Set problem:
Copy out each of the entries below word for word, but leave the pictures out.

* * * * *

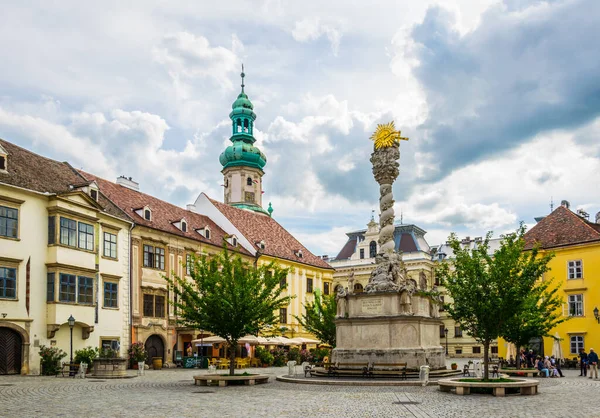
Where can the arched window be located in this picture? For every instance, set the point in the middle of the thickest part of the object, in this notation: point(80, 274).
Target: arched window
point(372, 249)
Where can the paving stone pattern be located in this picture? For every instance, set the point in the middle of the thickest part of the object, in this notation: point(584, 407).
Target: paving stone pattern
point(171, 393)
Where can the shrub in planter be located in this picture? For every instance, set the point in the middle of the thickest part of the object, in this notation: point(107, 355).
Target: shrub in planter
point(279, 357)
point(294, 355)
point(86, 355)
point(50, 359)
point(306, 355)
point(137, 353)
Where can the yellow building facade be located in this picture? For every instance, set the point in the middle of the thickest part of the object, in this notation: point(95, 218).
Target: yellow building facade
point(575, 242)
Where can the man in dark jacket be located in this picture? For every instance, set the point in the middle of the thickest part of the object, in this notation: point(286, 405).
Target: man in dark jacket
point(593, 362)
point(583, 362)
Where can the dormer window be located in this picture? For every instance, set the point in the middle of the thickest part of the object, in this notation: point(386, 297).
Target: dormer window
point(3, 160)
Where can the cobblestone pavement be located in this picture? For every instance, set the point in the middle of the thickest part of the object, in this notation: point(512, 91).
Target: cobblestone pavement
point(171, 393)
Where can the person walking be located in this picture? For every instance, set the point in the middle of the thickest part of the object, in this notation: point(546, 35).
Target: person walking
point(593, 362)
point(583, 363)
point(556, 363)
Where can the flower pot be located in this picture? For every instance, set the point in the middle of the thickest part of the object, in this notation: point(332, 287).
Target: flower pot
point(157, 363)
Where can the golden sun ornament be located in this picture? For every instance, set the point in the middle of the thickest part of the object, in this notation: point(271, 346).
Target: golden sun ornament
point(386, 135)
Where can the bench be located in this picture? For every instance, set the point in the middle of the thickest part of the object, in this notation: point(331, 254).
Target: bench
point(70, 369)
point(223, 380)
point(336, 369)
point(392, 369)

* * * * *

Task response:
Where can the arched window be located in this picture? For every instance, set the point in the middle of the thickest part of the object, in this notation: point(80, 274).
Target: arched window
point(372, 249)
Where can the paving stone pattern be located in this picture? For every instance, set the point in the middle of the thickest part of the object, in this notation: point(584, 407).
Target: paving stone pattern
point(171, 393)
Where can the shrub in planter be located in this picture? For every instance, set the point in the middle of the thickest part of the object, in this notation: point(107, 355).
Target: shrub in planter
point(279, 357)
point(294, 355)
point(86, 355)
point(50, 359)
point(306, 355)
point(137, 353)
Where can the yellow building facade be located in this picture? For every instance, set the point in the middle of the thickest part of the object, in this notation: point(95, 218).
Target: yellow building facade
point(575, 242)
Where can the man in dark jacket be located in this picture? For every instance, set the point in the middle of the thickest part of the object, in this notation: point(286, 405).
Target: man in dark jacket
point(593, 362)
point(583, 362)
Where can the dormer window be located in this picture? For every instance, set the point in the middle of the thickest part of the object, in this notation: point(386, 297).
Target: dormer window
point(3, 160)
Where can the cobblestone pavement be located in this picture? For every instance, set the point in the middle of the thickest part of the object, in this notation: point(512, 91).
Target: cobblestone pavement
point(171, 393)
Where can the person walking be located in this picture? For every instance, set the point in the middle of the thickest part of the object, in this notation: point(546, 35).
Target: person walking
point(593, 362)
point(583, 363)
point(556, 363)
Where can the flower pot be located in this picture? For every instance, set the point in the middle of the thickest part of the object, in this notation: point(332, 287).
Target: flower pot
point(157, 363)
Where can the golden sun ornament be located in this picture? For every instance, set the point in the middle of the thickest part of the object, in this notation: point(271, 346).
Target: golden sun ornament
point(386, 135)
Where can the bench be located in this picture? For every instance, set the point in the middle of the thickest part of the object, in this notation: point(331, 254).
Target: bench
point(70, 369)
point(223, 380)
point(336, 369)
point(392, 369)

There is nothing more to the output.